Information:
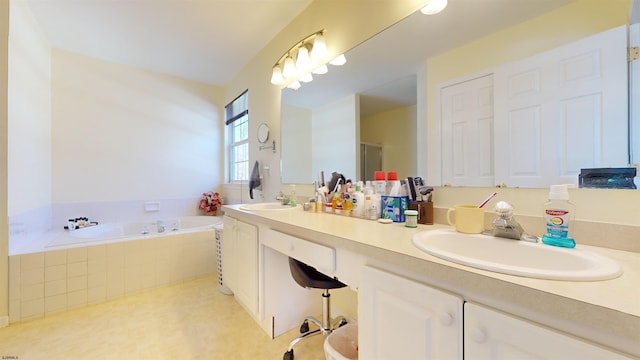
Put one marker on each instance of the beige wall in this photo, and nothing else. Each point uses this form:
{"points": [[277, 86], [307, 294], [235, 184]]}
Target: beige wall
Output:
{"points": [[396, 131], [566, 24], [29, 147], [121, 133], [4, 226]]}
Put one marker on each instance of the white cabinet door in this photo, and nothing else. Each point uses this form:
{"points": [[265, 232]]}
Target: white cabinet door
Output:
{"points": [[240, 262], [467, 133], [229, 252], [562, 110], [247, 266], [402, 319], [490, 334]]}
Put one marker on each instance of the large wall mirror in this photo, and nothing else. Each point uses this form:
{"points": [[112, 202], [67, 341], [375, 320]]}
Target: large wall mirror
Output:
{"points": [[385, 95]]}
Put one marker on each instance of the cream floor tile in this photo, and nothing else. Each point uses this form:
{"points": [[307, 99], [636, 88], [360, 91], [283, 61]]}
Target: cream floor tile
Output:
{"points": [[192, 320]]}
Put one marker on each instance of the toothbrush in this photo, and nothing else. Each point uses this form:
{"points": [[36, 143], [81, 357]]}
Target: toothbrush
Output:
{"points": [[487, 200]]}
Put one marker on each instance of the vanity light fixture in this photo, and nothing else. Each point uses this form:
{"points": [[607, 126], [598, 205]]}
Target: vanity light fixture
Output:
{"points": [[433, 7], [309, 56]]}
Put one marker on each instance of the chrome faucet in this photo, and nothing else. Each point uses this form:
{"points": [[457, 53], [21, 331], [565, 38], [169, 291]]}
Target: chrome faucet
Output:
{"points": [[284, 199], [161, 226], [506, 226]]}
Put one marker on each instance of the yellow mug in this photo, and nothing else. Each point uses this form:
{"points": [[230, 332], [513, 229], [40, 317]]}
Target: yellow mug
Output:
{"points": [[469, 219]]}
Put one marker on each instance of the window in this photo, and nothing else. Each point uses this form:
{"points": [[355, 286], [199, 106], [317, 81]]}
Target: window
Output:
{"points": [[237, 120]]}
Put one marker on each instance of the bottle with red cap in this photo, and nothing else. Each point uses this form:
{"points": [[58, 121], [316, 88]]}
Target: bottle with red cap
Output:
{"points": [[381, 185], [393, 184]]}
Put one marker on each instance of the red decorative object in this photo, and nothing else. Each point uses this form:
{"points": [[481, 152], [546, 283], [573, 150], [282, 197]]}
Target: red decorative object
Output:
{"points": [[210, 202]]}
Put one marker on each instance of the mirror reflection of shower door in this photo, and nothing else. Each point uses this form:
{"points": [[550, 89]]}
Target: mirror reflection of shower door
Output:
{"points": [[370, 160]]}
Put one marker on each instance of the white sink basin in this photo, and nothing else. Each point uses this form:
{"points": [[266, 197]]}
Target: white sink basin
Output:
{"points": [[272, 206], [514, 257]]}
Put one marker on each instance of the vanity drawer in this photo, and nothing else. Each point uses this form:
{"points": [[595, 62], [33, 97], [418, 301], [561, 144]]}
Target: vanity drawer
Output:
{"points": [[321, 257]]}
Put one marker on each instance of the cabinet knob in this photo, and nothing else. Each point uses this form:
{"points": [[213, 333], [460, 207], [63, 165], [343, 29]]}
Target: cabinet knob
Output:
{"points": [[446, 319], [478, 335]]}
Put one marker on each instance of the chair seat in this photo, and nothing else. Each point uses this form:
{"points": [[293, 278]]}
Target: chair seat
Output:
{"points": [[308, 277]]}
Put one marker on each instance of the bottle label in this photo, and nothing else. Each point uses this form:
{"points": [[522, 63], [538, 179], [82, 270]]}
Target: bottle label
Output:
{"points": [[557, 222]]}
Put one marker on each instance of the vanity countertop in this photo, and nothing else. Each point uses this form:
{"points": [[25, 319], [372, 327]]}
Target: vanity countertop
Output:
{"points": [[611, 306]]}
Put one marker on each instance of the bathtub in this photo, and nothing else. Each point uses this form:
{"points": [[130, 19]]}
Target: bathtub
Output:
{"points": [[107, 261], [135, 230]]}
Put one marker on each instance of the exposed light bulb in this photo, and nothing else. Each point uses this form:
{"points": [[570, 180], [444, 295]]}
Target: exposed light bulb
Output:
{"points": [[433, 7], [289, 69], [339, 60], [323, 69], [276, 76], [319, 50], [294, 85]]}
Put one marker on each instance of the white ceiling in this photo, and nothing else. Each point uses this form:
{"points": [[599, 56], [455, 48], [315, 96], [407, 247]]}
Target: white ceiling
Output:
{"points": [[203, 40], [211, 40]]}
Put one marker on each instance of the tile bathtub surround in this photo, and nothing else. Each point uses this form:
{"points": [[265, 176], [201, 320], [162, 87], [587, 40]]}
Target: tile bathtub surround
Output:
{"points": [[45, 283], [191, 320]]}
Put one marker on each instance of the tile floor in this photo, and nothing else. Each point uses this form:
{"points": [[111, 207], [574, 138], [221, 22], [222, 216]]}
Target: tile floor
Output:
{"points": [[192, 320]]}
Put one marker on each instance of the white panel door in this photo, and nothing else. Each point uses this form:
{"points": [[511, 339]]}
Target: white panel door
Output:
{"points": [[491, 335], [562, 110], [467, 132], [402, 319]]}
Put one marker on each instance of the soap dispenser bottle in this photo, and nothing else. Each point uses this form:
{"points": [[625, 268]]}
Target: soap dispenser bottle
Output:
{"points": [[292, 196], [558, 215]]}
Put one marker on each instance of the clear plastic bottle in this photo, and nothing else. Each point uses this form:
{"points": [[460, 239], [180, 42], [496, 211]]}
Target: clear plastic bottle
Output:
{"points": [[381, 184], [358, 202], [558, 216]]}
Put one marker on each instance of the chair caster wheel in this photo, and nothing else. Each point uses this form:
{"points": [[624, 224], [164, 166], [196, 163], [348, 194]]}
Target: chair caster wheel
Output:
{"points": [[304, 328], [288, 355]]}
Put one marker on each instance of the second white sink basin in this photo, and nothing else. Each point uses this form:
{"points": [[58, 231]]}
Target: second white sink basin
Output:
{"points": [[271, 206], [514, 257]]}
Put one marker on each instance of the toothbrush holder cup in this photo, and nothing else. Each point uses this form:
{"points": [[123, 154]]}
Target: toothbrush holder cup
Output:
{"points": [[468, 219]]}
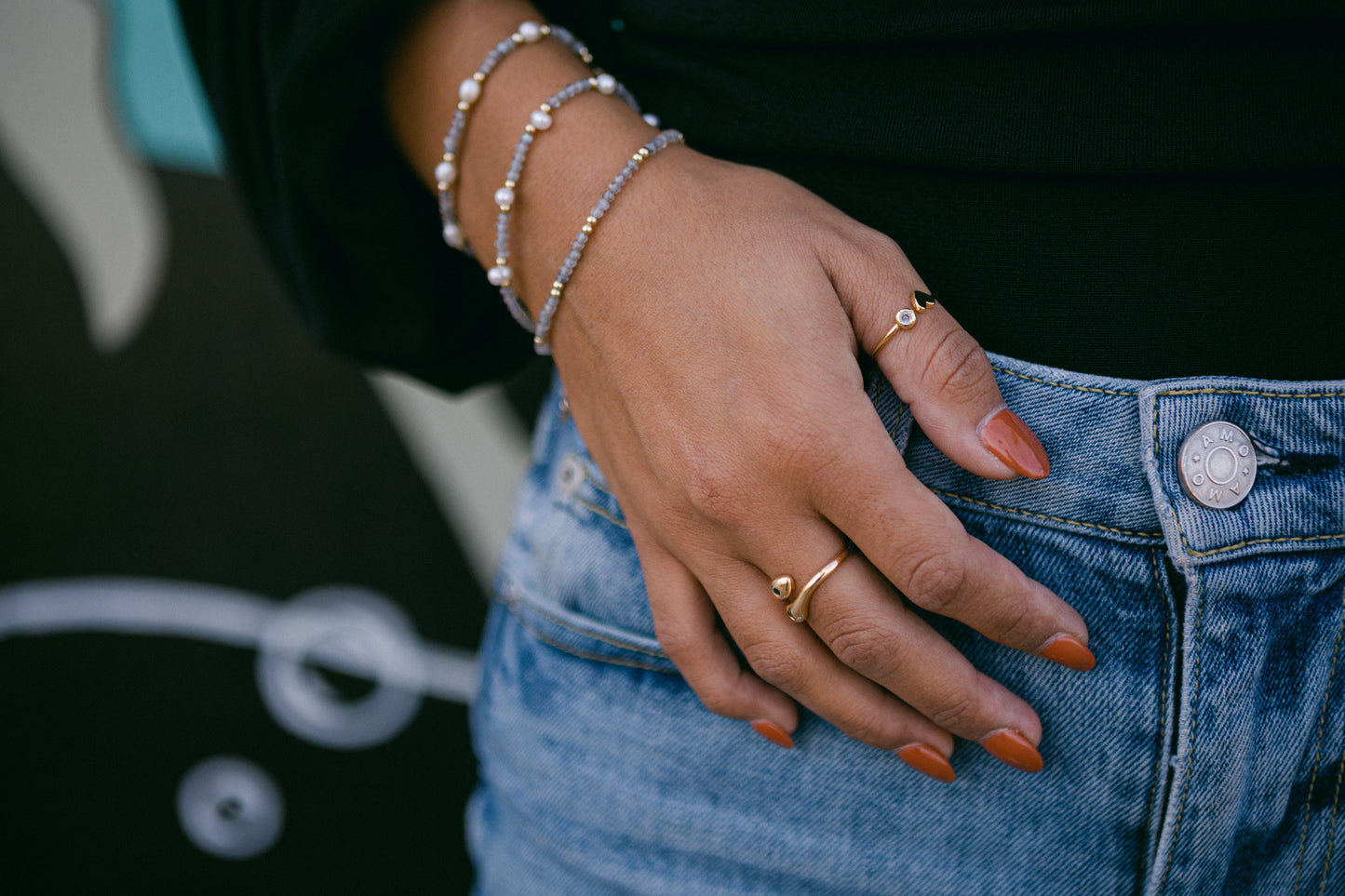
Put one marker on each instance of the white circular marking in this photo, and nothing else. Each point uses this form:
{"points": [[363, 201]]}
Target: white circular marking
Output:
{"points": [[230, 808], [347, 631]]}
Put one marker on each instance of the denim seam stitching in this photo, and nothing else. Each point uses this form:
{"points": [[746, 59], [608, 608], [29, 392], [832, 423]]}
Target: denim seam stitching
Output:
{"points": [[593, 482], [1339, 769], [596, 636], [1163, 708], [585, 654], [1317, 755], [1032, 513], [1067, 385], [598, 509], [1190, 747], [1211, 391], [896, 424], [600, 512], [1248, 542]]}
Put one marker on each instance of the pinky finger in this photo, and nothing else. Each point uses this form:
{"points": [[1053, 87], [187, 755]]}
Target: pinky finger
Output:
{"points": [[688, 628]]}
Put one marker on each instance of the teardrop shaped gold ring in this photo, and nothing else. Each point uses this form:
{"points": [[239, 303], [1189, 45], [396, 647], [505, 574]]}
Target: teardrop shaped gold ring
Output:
{"points": [[783, 587]]}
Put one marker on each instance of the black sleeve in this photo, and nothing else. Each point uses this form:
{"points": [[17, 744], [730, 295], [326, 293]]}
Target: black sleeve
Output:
{"points": [[298, 93]]}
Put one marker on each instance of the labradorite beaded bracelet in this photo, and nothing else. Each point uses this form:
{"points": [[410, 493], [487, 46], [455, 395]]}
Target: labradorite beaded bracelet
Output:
{"points": [[468, 92], [541, 340], [540, 120]]}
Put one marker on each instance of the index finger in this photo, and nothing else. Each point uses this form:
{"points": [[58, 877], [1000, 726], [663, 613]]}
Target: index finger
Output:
{"points": [[921, 548]]}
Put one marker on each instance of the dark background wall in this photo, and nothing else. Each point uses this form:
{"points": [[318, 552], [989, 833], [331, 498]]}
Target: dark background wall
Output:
{"points": [[239, 582]]}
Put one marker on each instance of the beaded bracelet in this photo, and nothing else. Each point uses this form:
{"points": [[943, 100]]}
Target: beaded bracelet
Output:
{"points": [[468, 92], [540, 120], [572, 259]]}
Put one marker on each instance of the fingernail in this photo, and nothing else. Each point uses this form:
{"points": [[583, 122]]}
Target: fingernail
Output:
{"points": [[1013, 750], [1015, 444], [1069, 653], [927, 760], [773, 733]]}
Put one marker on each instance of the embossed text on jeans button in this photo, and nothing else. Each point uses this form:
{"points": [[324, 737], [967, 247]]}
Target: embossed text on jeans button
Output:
{"points": [[1217, 464]]}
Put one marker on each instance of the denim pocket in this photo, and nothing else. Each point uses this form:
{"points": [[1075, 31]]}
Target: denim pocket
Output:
{"points": [[569, 570]]}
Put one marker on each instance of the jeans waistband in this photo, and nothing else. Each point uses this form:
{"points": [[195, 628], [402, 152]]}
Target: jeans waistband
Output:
{"points": [[1114, 459]]}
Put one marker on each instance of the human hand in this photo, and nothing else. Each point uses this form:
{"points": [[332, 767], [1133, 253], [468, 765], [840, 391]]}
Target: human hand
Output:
{"points": [[707, 344]]}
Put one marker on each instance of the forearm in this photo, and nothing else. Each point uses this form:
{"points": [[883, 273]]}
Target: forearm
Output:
{"points": [[567, 167]]}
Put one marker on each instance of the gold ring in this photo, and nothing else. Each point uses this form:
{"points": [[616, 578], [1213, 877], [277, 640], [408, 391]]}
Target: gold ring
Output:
{"points": [[906, 319], [783, 587]]}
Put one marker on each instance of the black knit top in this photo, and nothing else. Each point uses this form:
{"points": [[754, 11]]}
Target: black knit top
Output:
{"points": [[1131, 189]]}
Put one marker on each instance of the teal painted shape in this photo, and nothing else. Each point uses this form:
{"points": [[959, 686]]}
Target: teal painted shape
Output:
{"points": [[162, 106]]}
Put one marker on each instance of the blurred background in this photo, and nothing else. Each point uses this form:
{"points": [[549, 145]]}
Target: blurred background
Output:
{"points": [[241, 582]]}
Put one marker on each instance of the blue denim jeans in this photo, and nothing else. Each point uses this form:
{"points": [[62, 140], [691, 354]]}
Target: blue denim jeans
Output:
{"points": [[1203, 755]]}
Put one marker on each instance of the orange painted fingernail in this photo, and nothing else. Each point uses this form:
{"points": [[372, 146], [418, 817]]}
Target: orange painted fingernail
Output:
{"points": [[773, 733], [1013, 750], [1015, 444], [927, 760], [1069, 653]]}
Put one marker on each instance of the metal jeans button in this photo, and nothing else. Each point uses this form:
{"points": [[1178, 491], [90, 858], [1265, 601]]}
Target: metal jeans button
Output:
{"points": [[1217, 464]]}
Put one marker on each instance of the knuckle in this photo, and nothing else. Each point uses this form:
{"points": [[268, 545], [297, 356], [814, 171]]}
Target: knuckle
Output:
{"points": [[677, 642], [958, 368], [870, 728], [936, 580], [860, 648], [777, 665], [717, 696], [717, 494], [1015, 624], [957, 711]]}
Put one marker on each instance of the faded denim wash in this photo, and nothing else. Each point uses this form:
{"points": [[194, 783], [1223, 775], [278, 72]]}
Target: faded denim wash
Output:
{"points": [[1203, 755]]}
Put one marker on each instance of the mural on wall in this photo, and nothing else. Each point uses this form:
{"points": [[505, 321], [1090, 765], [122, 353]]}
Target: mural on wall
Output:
{"points": [[239, 580]]}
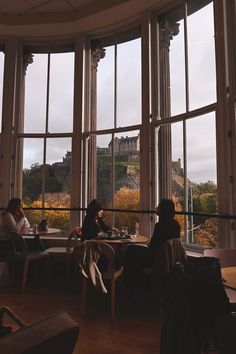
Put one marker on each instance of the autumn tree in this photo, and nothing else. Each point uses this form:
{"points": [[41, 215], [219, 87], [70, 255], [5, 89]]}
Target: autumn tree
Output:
{"points": [[56, 218], [125, 198]]}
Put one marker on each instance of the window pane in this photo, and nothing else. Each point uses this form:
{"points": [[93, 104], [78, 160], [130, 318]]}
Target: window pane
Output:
{"points": [[129, 83], [32, 177], [104, 169], [177, 161], [105, 90], [1, 85], [35, 94], [58, 172], [202, 181], [201, 53], [61, 92], [177, 67], [57, 181], [127, 178]]}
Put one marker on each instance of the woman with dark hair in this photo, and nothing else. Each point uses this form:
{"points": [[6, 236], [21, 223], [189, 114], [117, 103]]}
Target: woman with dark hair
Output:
{"points": [[165, 229], [93, 222], [13, 218], [139, 257]]}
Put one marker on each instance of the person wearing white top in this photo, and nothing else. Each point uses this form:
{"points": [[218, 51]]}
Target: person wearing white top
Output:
{"points": [[13, 220]]}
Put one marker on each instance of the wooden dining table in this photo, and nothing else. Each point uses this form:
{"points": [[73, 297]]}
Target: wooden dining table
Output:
{"points": [[34, 238], [30, 233], [133, 239], [229, 277]]}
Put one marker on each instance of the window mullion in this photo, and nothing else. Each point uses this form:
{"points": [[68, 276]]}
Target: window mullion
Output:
{"points": [[184, 124]]}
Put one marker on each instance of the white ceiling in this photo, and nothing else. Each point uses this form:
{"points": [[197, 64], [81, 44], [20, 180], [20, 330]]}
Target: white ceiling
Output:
{"points": [[12, 9], [40, 18]]}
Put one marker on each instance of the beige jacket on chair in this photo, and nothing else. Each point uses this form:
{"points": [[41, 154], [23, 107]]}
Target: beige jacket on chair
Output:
{"points": [[88, 254]]}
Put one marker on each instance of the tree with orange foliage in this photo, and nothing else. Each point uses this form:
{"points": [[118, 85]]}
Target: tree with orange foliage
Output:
{"points": [[125, 198]]}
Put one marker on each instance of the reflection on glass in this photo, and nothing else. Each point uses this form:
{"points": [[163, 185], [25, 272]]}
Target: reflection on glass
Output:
{"points": [[202, 182], [61, 92], [105, 90], [1, 85], [177, 67], [35, 94], [104, 169], [201, 53], [127, 178], [129, 83]]}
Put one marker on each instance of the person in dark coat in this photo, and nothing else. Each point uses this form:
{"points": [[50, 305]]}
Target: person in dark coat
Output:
{"points": [[139, 257], [93, 222], [92, 225]]}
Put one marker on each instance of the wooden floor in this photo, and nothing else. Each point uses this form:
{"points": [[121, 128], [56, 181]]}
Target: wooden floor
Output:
{"points": [[135, 331]]}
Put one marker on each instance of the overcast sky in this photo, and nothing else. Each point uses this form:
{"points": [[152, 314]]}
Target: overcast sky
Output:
{"points": [[201, 154]]}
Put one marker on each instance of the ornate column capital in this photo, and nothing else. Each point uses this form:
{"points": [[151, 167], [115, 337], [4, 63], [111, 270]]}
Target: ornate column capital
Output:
{"points": [[167, 31], [98, 52], [28, 58]]}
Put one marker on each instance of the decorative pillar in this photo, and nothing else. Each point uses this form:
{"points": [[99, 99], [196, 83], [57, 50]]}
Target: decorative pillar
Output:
{"points": [[167, 32], [97, 53], [19, 124]]}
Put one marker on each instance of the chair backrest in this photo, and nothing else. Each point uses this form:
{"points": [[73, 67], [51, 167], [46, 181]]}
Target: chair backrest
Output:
{"points": [[74, 239], [57, 334], [226, 256], [109, 252], [171, 252]]}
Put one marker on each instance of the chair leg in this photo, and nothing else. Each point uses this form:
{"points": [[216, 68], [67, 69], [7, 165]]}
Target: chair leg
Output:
{"points": [[113, 292], [47, 265], [24, 276], [83, 295], [13, 271]]}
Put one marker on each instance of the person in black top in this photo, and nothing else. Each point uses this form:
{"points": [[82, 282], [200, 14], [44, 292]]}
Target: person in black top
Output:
{"points": [[165, 229], [139, 257], [92, 225], [93, 222]]}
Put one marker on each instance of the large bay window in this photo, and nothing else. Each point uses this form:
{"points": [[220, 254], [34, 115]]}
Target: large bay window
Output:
{"points": [[115, 116], [47, 133], [129, 116], [187, 125]]}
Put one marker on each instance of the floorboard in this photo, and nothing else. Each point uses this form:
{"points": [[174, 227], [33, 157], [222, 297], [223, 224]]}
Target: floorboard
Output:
{"points": [[136, 329]]}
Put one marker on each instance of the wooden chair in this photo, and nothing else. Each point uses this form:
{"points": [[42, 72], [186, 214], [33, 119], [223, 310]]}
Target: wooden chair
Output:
{"points": [[21, 254], [111, 275], [57, 334], [226, 256], [67, 252]]}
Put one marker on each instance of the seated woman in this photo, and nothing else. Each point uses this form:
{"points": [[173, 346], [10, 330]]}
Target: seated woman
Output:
{"points": [[13, 222], [13, 217], [92, 225], [139, 257], [93, 222]]}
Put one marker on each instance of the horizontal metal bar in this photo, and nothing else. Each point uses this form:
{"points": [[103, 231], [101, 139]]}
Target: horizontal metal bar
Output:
{"points": [[188, 213]]}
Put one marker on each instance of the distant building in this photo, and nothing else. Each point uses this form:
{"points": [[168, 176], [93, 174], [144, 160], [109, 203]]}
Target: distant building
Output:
{"points": [[125, 145], [102, 151]]}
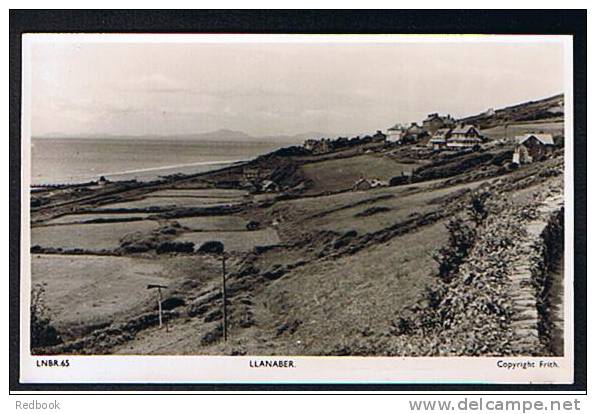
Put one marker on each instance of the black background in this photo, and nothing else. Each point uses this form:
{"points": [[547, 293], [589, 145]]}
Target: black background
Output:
{"points": [[541, 22]]}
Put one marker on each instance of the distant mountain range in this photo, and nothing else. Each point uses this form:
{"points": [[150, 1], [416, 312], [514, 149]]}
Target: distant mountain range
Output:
{"points": [[228, 135]]}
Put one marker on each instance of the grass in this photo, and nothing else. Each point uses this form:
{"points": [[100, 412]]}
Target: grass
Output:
{"points": [[213, 223], [207, 192], [341, 174], [341, 299], [85, 290], [170, 202], [512, 130], [87, 236], [233, 241], [77, 218]]}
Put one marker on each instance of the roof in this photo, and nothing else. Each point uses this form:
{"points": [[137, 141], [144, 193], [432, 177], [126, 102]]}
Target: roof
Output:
{"points": [[396, 127], [546, 139], [464, 129], [441, 132]]}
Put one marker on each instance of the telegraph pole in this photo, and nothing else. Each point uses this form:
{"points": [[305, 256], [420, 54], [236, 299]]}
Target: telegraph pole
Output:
{"points": [[159, 300], [225, 297]]}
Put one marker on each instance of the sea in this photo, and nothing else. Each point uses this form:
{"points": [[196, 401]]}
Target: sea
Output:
{"points": [[73, 160]]}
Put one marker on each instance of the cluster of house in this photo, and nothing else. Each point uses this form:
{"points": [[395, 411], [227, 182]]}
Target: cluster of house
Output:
{"points": [[257, 179], [325, 145], [443, 130]]}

Brief: Could you return all lines from the records that include the word "faucet"?

Written solution:
Put one marker on each instance of the chrome faucet in this photo, and nothing else. Each point uses this form:
Target: chrome faucet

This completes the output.